*** Opening Extracted records ***
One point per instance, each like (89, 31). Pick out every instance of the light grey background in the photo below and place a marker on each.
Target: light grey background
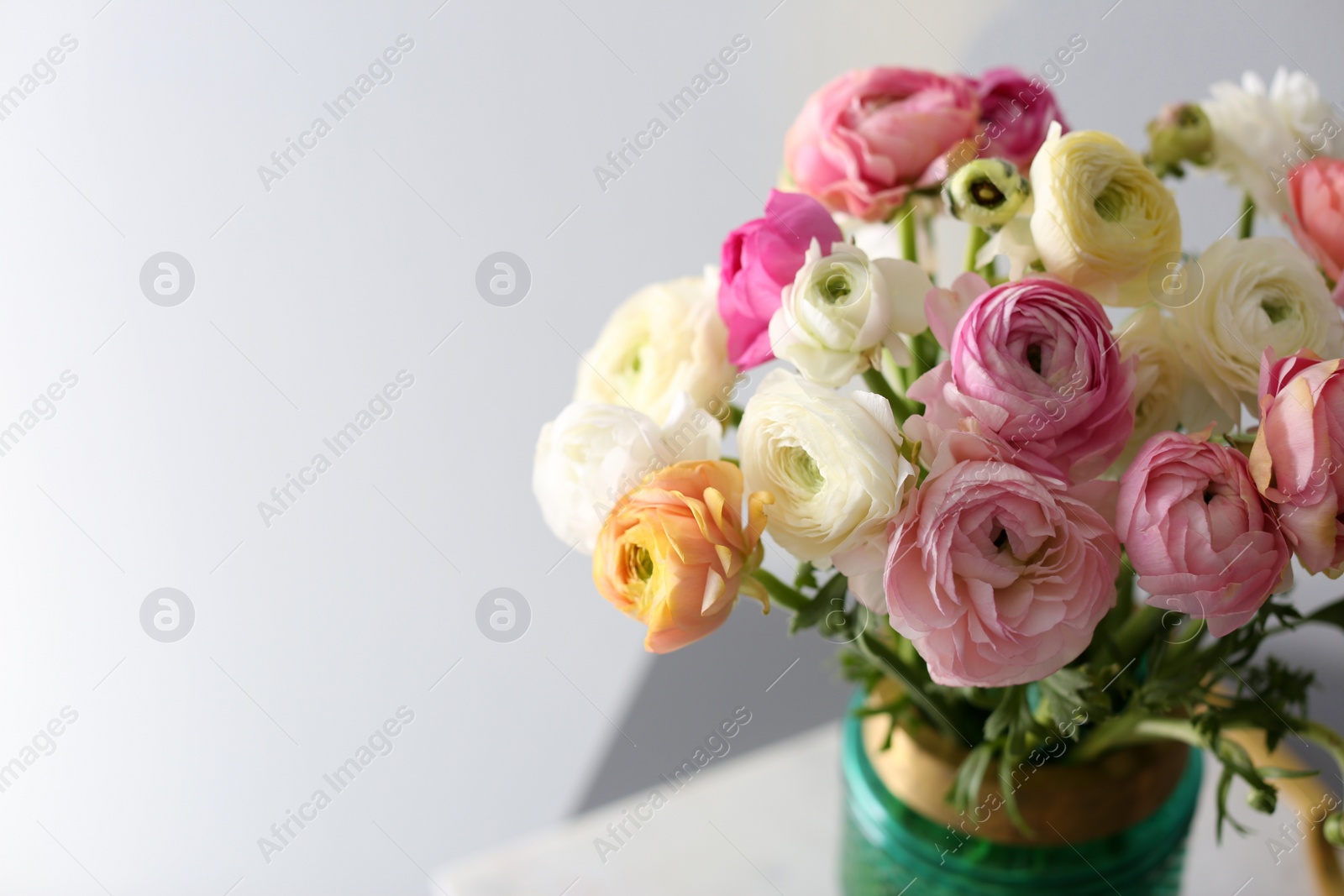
(309, 297)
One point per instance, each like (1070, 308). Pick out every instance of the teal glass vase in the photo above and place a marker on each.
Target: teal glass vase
(889, 849)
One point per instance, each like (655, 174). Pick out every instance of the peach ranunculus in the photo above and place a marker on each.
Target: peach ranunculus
(1316, 191)
(675, 553)
(1297, 459)
(866, 139)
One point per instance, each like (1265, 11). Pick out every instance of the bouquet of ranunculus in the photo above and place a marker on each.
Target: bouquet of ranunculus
(1030, 506)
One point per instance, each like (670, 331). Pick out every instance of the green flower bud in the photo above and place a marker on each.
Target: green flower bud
(1263, 799)
(1179, 134)
(1335, 829)
(985, 192)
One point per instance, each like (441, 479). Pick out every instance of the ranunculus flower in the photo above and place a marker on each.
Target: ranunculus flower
(831, 461)
(1316, 191)
(1198, 533)
(996, 575)
(867, 137)
(985, 192)
(591, 454)
(1166, 392)
(1297, 459)
(1260, 132)
(1101, 217)
(843, 308)
(664, 340)
(1035, 364)
(759, 259)
(1258, 293)
(675, 553)
(1015, 112)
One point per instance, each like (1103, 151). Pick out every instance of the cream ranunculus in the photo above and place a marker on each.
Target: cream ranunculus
(591, 456)
(1101, 217)
(664, 340)
(1166, 394)
(833, 465)
(1261, 132)
(1258, 293)
(843, 308)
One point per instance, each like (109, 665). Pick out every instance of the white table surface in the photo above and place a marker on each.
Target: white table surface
(769, 824)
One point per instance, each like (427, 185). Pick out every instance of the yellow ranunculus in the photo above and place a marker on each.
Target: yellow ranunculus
(675, 553)
(1102, 217)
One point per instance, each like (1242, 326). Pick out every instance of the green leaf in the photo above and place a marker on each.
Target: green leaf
(830, 600)
(1274, 772)
(971, 777)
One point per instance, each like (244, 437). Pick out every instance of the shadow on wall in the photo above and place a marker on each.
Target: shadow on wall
(750, 665)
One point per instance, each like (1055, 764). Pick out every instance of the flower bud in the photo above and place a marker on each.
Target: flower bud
(1179, 134)
(985, 192)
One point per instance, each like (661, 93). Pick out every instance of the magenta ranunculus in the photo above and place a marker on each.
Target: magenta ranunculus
(1015, 114)
(1035, 364)
(759, 259)
(867, 137)
(1297, 459)
(1198, 532)
(999, 577)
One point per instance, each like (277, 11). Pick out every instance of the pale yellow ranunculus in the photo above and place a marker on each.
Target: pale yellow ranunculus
(1102, 219)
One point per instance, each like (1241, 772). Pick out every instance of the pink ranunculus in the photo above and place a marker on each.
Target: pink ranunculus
(1316, 190)
(1015, 113)
(999, 577)
(1200, 535)
(759, 259)
(1035, 364)
(1297, 459)
(867, 137)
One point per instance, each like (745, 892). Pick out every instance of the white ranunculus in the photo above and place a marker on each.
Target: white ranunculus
(843, 308)
(1258, 293)
(664, 340)
(591, 456)
(1166, 392)
(1261, 132)
(831, 461)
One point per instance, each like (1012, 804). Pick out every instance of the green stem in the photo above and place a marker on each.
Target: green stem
(941, 716)
(781, 593)
(900, 407)
(1137, 631)
(907, 234)
(974, 242)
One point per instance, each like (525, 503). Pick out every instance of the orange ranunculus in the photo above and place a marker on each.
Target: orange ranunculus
(674, 553)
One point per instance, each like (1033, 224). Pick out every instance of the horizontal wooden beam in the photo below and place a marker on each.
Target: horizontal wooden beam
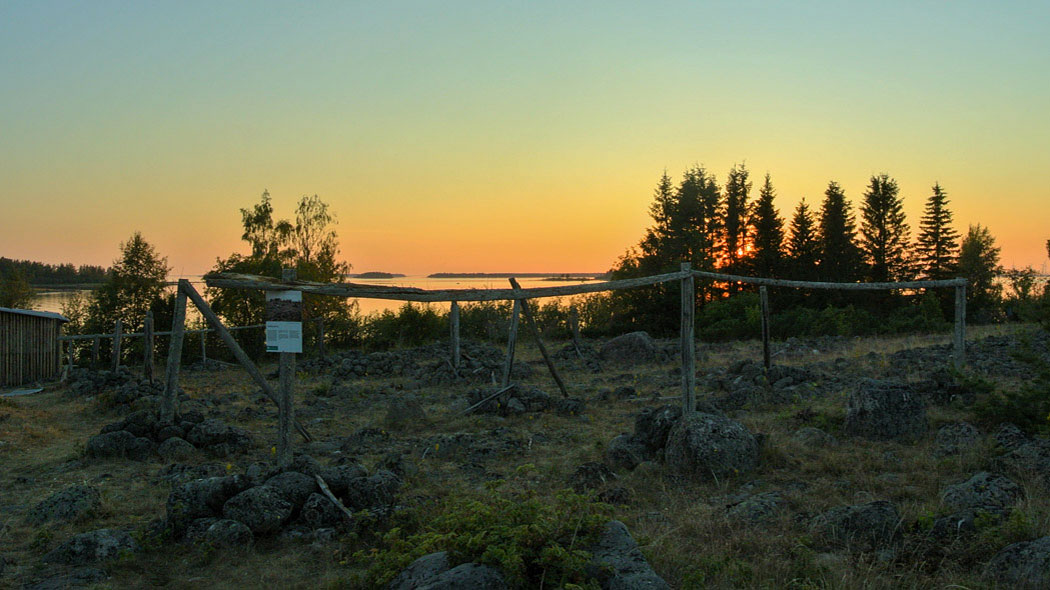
(835, 286)
(232, 280)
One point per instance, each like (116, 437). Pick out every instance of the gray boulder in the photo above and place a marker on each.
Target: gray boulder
(885, 411)
(1025, 566)
(174, 448)
(466, 576)
(91, 547)
(219, 532)
(261, 508)
(318, 511)
(120, 444)
(71, 503)
(706, 445)
(632, 348)
(756, 509)
(617, 563)
(954, 438)
(652, 425)
(626, 451)
(200, 499)
(419, 571)
(863, 526)
(990, 492)
(293, 486)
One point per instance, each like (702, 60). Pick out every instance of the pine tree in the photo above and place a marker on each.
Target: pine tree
(938, 240)
(734, 218)
(839, 255)
(803, 248)
(768, 255)
(884, 233)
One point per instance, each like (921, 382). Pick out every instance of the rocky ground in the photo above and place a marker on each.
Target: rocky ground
(849, 464)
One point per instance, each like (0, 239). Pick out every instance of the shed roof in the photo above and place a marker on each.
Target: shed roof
(47, 315)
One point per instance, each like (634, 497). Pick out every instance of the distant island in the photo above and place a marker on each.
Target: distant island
(375, 274)
(546, 276)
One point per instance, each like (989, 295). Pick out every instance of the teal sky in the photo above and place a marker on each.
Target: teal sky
(502, 135)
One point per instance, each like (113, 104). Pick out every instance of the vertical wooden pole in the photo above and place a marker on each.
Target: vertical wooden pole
(763, 297)
(530, 322)
(174, 356)
(286, 407)
(959, 355)
(574, 330)
(688, 344)
(147, 346)
(117, 345)
(511, 341)
(454, 337)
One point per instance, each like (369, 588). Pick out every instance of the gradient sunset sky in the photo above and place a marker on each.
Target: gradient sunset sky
(503, 135)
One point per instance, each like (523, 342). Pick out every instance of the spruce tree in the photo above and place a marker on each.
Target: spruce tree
(839, 255)
(938, 245)
(734, 213)
(803, 247)
(883, 232)
(768, 255)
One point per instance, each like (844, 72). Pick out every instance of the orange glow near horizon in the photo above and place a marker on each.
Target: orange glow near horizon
(521, 139)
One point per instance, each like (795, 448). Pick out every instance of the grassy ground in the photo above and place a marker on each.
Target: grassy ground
(681, 526)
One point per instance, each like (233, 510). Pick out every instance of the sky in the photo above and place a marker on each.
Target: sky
(498, 137)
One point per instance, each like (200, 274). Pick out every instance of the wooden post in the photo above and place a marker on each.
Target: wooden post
(286, 408)
(320, 337)
(511, 341)
(454, 336)
(763, 297)
(117, 345)
(174, 357)
(688, 344)
(574, 330)
(204, 349)
(959, 354)
(530, 322)
(147, 346)
(238, 353)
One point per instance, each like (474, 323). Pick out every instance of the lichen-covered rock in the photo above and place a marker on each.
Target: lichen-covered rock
(591, 476)
(419, 571)
(757, 508)
(293, 486)
(652, 425)
(885, 411)
(200, 499)
(991, 492)
(863, 526)
(120, 444)
(261, 508)
(91, 547)
(626, 451)
(74, 502)
(954, 438)
(705, 445)
(175, 448)
(219, 532)
(632, 348)
(1025, 566)
(617, 563)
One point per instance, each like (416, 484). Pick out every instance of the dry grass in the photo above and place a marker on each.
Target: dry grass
(681, 526)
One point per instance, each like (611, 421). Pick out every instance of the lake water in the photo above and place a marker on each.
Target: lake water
(54, 300)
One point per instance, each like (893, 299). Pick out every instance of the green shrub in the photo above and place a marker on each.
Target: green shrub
(527, 538)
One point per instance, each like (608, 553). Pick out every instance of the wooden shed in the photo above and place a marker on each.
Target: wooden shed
(29, 349)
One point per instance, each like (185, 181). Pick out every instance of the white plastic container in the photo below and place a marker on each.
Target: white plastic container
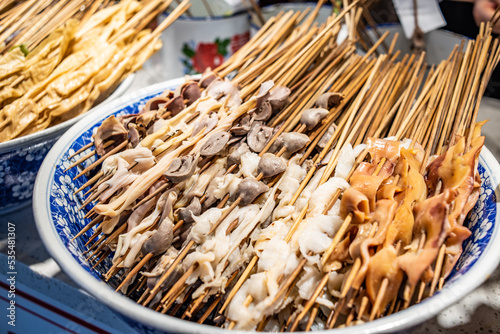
(192, 44)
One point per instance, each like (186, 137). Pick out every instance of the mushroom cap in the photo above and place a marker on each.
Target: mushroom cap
(294, 141)
(181, 168)
(175, 105)
(194, 208)
(258, 136)
(234, 157)
(270, 165)
(154, 103)
(264, 112)
(249, 189)
(311, 117)
(263, 93)
(242, 126)
(161, 240)
(327, 135)
(215, 143)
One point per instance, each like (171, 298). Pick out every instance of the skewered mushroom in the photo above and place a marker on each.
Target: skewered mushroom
(235, 157)
(249, 189)
(311, 117)
(258, 136)
(110, 129)
(215, 143)
(194, 208)
(270, 165)
(264, 112)
(181, 168)
(242, 126)
(329, 100)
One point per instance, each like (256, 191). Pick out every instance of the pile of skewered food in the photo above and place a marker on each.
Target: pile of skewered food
(317, 188)
(60, 73)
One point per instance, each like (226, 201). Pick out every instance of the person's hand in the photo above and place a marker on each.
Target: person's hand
(483, 11)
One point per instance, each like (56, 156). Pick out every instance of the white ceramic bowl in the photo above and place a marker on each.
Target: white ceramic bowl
(21, 158)
(57, 219)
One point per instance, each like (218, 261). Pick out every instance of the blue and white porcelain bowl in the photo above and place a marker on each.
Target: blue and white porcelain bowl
(21, 158)
(58, 220)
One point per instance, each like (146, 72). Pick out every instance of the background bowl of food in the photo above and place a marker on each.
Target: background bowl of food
(58, 221)
(78, 60)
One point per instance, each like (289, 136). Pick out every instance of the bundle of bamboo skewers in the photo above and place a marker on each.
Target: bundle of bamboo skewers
(316, 188)
(68, 59)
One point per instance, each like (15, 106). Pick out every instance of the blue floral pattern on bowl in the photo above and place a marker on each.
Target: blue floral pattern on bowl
(65, 221)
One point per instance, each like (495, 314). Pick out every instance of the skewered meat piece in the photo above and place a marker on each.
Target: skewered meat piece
(270, 165)
(175, 105)
(234, 157)
(311, 117)
(258, 136)
(249, 189)
(181, 168)
(186, 214)
(215, 143)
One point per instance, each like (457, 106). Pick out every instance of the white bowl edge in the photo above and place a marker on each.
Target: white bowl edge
(55, 130)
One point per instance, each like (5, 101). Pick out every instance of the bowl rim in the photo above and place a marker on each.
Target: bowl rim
(58, 129)
(450, 294)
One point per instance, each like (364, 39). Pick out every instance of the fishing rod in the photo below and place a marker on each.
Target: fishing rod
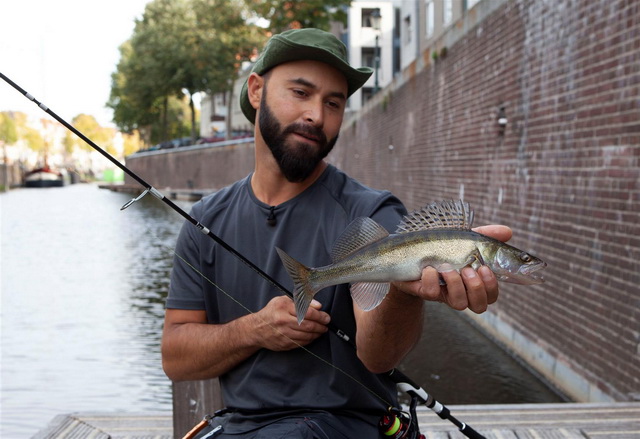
(400, 379)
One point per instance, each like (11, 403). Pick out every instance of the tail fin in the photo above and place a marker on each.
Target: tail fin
(303, 291)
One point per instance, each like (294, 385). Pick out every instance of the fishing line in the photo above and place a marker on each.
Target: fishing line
(401, 380)
(308, 351)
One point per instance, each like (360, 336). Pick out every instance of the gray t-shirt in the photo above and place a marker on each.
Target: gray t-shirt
(306, 228)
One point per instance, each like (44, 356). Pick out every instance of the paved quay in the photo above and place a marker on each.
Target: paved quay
(512, 421)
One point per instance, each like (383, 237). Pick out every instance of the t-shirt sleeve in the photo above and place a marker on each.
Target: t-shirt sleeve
(389, 212)
(185, 288)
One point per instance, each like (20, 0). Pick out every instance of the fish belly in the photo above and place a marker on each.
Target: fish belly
(396, 261)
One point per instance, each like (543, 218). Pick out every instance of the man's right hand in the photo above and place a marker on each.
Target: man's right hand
(277, 325)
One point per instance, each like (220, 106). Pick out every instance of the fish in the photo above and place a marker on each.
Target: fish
(369, 258)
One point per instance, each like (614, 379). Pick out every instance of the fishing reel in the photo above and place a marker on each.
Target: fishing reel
(398, 424)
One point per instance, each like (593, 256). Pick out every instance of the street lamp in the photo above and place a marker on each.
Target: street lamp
(376, 18)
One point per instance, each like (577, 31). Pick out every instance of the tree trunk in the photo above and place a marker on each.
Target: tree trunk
(193, 119)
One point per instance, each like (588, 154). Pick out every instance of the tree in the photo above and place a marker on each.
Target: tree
(8, 136)
(296, 14)
(178, 48)
(8, 131)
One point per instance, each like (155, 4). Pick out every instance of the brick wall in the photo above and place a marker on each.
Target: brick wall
(565, 174)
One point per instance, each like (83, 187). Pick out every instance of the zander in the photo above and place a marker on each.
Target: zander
(439, 235)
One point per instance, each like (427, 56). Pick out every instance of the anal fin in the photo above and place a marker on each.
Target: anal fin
(368, 295)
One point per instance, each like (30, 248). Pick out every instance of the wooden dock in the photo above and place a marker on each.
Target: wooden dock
(515, 421)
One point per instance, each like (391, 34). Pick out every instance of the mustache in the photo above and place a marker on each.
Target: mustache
(307, 131)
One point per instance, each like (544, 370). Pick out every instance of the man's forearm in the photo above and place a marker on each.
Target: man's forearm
(196, 351)
(387, 333)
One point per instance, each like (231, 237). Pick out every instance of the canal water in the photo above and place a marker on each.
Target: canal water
(82, 301)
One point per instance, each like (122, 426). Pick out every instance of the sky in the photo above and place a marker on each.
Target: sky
(63, 52)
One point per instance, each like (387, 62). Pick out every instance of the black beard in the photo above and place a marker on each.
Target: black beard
(298, 160)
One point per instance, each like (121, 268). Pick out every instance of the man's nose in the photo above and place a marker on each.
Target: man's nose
(314, 113)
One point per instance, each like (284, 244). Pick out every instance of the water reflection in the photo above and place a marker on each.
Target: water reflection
(456, 364)
(83, 289)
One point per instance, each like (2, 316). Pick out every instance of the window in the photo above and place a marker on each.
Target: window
(431, 18)
(448, 12)
(366, 16)
(369, 57)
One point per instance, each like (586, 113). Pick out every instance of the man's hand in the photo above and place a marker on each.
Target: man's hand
(277, 326)
(467, 289)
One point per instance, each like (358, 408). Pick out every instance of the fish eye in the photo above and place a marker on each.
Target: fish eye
(525, 257)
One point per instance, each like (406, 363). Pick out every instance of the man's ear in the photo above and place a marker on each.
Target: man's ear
(255, 86)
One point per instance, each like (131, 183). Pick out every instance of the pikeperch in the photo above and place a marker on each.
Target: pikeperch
(439, 235)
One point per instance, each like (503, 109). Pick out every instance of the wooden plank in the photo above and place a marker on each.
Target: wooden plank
(192, 400)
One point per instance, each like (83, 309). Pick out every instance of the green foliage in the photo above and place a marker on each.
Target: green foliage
(297, 14)
(178, 48)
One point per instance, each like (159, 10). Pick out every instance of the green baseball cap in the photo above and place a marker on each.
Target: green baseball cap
(304, 44)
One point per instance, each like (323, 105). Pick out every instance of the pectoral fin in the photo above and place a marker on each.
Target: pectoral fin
(368, 295)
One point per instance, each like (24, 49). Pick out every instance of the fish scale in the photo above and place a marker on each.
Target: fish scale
(439, 235)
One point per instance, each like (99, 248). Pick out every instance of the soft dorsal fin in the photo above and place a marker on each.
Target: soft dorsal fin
(441, 215)
(361, 232)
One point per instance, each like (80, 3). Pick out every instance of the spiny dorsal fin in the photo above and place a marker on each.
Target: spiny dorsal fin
(446, 214)
(362, 231)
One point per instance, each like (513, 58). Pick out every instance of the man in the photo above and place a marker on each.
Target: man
(281, 379)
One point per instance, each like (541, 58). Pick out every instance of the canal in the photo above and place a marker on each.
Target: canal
(82, 301)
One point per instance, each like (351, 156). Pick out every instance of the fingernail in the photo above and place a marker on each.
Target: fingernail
(445, 268)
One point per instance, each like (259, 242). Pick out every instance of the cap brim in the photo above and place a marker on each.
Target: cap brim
(281, 51)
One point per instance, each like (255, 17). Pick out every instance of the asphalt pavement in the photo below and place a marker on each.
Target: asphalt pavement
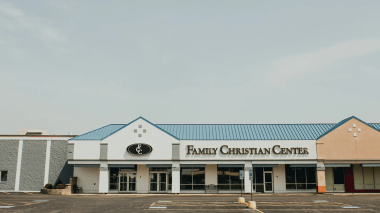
(35, 202)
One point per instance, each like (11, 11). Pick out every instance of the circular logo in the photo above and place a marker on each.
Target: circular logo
(139, 149)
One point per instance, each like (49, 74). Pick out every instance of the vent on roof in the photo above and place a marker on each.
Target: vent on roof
(32, 132)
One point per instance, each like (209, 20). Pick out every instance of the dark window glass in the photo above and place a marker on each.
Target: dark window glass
(114, 175)
(234, 175)
(311, 186)
(268, 186)
(198, 175)
(290, 186)
(236, 187)
(268, 177)
(223, 177)
(228, 178)
(290, 174)
(186, 187)
(198, 187)
(259, 187)
(186, 176)
(170, 175)
(338, 175)
(223, 187)
(259, 175)
(301, 186)
(310, 174)
(300, 175)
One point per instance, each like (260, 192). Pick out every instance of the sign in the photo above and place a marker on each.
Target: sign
(139, 149)
(225, 150)
(241, 174)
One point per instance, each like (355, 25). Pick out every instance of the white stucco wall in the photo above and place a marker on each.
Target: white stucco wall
(279, 179)
(160, 141)
(86, 150)
(309, 144)
(142, 179)
(88, 178)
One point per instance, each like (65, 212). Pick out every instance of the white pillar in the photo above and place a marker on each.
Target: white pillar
(18, 169)
(103, 177)
(247, 181)
(47, 162)
(176, 177)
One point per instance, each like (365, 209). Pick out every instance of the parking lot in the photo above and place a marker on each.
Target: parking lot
(35, 202)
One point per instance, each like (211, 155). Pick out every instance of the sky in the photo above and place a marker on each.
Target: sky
(75, 66)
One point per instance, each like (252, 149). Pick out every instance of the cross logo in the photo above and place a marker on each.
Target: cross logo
(353, 130)
(140, 130)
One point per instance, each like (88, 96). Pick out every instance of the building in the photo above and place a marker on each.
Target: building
(142, 157)
(33, 158)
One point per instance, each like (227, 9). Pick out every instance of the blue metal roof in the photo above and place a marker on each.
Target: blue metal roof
(101, 133)
(374, 126)
(246, 131)
(230, 131)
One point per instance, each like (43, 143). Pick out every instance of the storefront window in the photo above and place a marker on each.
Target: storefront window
(300, 178)
(193, 178)
(366, 178)
(228, 178)
(117, 173)
(3, 175)
(114, 178)
(160, 177)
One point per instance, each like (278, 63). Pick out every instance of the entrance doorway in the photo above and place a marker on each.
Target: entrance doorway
(262, 179)
(268, 179)
(339, 179)
(127, 182)
(158, 181)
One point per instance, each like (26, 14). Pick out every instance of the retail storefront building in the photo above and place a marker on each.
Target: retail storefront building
(142, 157)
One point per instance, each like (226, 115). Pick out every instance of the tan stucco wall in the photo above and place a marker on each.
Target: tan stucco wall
(340, 144)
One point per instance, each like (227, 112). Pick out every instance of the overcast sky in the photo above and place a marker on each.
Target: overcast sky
(74, 66)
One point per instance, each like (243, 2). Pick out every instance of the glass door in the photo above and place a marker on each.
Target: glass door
(127, 182)
(339, 179)
(158, 182)
(268, 182)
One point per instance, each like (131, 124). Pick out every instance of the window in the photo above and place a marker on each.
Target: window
(3, 175)
(300, 178)
(193, 178)
(228, 178)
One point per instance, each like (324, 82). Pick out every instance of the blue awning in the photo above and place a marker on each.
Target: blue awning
(303, 165)
(86, 165)
(264, 165)
(192, 165)
(337, 165)
(121, 165)
(370, 165)
(158, 165)
(230, 165)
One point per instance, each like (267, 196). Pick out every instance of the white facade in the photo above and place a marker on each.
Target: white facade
(94, 160)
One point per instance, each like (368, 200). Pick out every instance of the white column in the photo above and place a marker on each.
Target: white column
(47, 162)
(279, 179)
(103, 177)
(18, 169)
(247, 181)
(176, 177)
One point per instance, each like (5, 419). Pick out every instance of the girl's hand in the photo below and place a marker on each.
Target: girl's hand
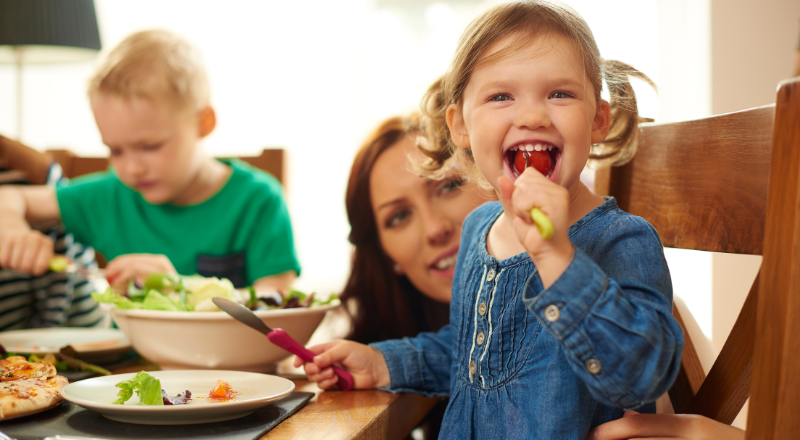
(678, 426)
(26, 251)
(364, 363)
(122, 269)
(532, 189)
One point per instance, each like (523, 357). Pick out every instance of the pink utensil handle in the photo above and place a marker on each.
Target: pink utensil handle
(282, 339)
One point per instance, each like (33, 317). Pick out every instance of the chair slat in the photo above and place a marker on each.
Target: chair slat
(775, 390)
(691, 375)
(727, 385)
(701, 183)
*** Closing Extracted records ***
## Problem requirements:
Retype the records above, but only those lines that fall between the line containing "One point per instance, each like (284, 244)." and the line containing "One point per instance, each like (406, 363).", with both of those lines included, exactly as written.

## Solution to the problem:
One point per instance, each like (284, 244). Pick out every instance of the water reflection in the photo above and place a marker on each.
Target: water reflection
(456, 364)
(83, 289)
One point per instance, each like (2, 316). Pick out every instance of the window in the photo above and place a marker on each.
Target: window
(431, 18)
(448, 12)
(366, 16)
(369, 57)
One point per instance, each like (586, 113). Pick out every instance of the man's hand in the photo above and place a marker on each.
Target: man's hand
(277, 326)
(467, 289)
One point per instance, each like (358, 408). Pick out every instance of the fish eye in the photo above and place a marker on each.
Target: fish eye
(525, 257)
One point per instance, each like (406, 363). Pick out every instance of the man's ear in the photo above and place a marker on each.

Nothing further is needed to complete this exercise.